- Assignment
Transcribe the records word for word, leaving nothing out.

BEGIN Data shown

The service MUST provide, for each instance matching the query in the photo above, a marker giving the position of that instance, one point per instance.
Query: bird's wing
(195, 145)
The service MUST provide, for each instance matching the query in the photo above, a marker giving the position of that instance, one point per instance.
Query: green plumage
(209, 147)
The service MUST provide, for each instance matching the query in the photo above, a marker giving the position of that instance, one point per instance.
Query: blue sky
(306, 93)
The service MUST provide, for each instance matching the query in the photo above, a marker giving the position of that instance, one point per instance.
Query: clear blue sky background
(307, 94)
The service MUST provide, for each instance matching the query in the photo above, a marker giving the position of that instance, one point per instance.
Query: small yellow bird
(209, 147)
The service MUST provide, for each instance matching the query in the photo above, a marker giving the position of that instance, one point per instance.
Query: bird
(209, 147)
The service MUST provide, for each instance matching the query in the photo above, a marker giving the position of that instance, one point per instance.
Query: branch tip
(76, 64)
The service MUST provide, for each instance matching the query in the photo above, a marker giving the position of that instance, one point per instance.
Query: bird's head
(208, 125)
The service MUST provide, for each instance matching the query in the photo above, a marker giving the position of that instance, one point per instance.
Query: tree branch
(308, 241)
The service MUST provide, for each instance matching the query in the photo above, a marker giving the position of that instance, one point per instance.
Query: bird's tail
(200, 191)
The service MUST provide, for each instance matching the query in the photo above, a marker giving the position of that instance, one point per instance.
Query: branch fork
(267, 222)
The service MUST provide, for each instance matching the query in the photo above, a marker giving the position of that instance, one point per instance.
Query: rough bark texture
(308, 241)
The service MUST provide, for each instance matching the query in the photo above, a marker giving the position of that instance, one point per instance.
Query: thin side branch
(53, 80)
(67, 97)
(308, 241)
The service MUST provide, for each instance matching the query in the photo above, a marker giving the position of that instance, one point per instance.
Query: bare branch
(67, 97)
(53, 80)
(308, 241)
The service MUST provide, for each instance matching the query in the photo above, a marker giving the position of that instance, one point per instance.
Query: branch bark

END Data shown

- Reply to the task
The service MUST provide, for each instance matching the query in the photo above, a marker giving the position of that instance, one point per instance.
Query: bird's wing
(195, 145)
The service MUST provide, for each instance matching the query in the photo above, a marker giving the position of that instance, one point per instance.
Query: green plumage
(209, 147)
The service MUST provide, for each instance matching the query in the photo above, a marker giving the position of that instance, one point per instance.
Query: blue sky
(306, 93)
The service MUST provide, for each instance matching the query in the photo above, a marker giving the position of that instance, one point per instance.
Query: clear blue sky background
(307, 94)
The service MUST provide, for each instance matching the query in the photo above, a marker giving the position of that instance, one point per instance.
Query: small yellow bird
(209, 147)
The service MUST provide, for each instance matching the query in the photo above, a marker giving the position of that instance, one point per instance.
Query: bird
(209, 147)
The service MUST provide, for each instance matching the query in the photo above, a marker giving the position of that instance, one point per instance.
Query: branch tip
(76, 64)
The service MUST provide, for each instance matching the query in the photo above, a marker giving the position of that instance, one point per instance.
Query: bird's head
(208, 125)
The service MUST provide, for each instance matching the query in the photo above, a marker giving the position of that instance, one point per instance.
Query: tree branch
(308, 241)
The service MUST provide, for each instance matching the query in the photo above, a marker giving the position of that instance, one point per instance.
Query: bird's tail
(200, 191)
The service MUST provide, for each instance matching the query in the photo above, a marker giving the position of that instance, one point per instance.
Query: branch fork
(267, 222)
The service MUST provide, for each instance matching the query in the photo above, a marker giving the position of that instance, one point per instance.
Query: rough bark texture
(308, 241)
The service MUST provide, for each instance matching the query in the photo above, a marker giving the position of that instance, one point per instance.
Query: thin side branch
(53, 80)
(67, 97)
(308, 241)
The service MUST provide, for each instance matching the query in the photo above, a marker giving the position of that instance, one point per instance.
Query: bare branch
(67, 97)
(53, 80)
(308, 241)
The service MUST provide, for each instance matching the query in the photo above, a marker giving the position of that instance, one point per instance.
Query: branch bark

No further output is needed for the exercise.